§ Saved data entries:
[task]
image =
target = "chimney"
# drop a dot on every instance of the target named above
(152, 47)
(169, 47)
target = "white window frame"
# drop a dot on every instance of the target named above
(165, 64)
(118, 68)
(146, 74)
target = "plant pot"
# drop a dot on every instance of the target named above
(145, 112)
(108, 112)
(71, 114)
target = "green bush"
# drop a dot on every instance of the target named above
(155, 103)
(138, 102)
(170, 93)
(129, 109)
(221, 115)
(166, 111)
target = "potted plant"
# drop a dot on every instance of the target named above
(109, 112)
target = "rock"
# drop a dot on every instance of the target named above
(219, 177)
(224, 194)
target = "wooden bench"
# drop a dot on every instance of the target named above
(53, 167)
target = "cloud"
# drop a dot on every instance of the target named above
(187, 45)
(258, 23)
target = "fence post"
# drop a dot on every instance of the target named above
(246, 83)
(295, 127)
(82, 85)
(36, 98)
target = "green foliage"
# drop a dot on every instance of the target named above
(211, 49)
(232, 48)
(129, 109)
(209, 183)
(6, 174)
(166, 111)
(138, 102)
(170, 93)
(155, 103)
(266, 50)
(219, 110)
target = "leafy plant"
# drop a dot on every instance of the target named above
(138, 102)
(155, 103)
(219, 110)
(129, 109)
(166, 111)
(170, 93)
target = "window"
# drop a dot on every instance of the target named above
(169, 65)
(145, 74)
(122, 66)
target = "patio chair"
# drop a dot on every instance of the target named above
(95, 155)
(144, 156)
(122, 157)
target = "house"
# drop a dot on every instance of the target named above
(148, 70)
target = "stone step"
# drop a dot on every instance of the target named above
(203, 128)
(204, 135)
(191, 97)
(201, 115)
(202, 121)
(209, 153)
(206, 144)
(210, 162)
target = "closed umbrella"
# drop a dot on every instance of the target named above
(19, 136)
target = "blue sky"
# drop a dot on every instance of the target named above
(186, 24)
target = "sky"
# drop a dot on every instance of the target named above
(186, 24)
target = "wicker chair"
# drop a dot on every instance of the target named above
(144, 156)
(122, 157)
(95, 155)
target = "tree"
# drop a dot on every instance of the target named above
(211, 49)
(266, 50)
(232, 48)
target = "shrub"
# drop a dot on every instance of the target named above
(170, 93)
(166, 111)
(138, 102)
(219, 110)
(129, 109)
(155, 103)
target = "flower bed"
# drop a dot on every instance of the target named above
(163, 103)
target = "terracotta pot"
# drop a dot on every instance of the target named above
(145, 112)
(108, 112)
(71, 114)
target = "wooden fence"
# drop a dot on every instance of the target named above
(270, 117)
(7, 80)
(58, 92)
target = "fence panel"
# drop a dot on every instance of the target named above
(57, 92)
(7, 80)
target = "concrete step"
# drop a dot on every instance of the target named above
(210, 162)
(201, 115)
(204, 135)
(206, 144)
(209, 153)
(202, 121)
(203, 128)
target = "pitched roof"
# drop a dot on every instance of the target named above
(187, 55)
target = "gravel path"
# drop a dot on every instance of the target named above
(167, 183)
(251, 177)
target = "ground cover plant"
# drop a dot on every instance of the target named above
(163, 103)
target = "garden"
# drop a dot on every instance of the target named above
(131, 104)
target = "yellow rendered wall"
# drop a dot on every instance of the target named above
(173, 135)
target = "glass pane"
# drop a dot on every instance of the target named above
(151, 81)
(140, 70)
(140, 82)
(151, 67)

§ Task to complete:
Could you copy every line from the records that mentions the word "wooden"?

§ Answer to the exercise:
target = "wooden bench"
target = "wooden fence"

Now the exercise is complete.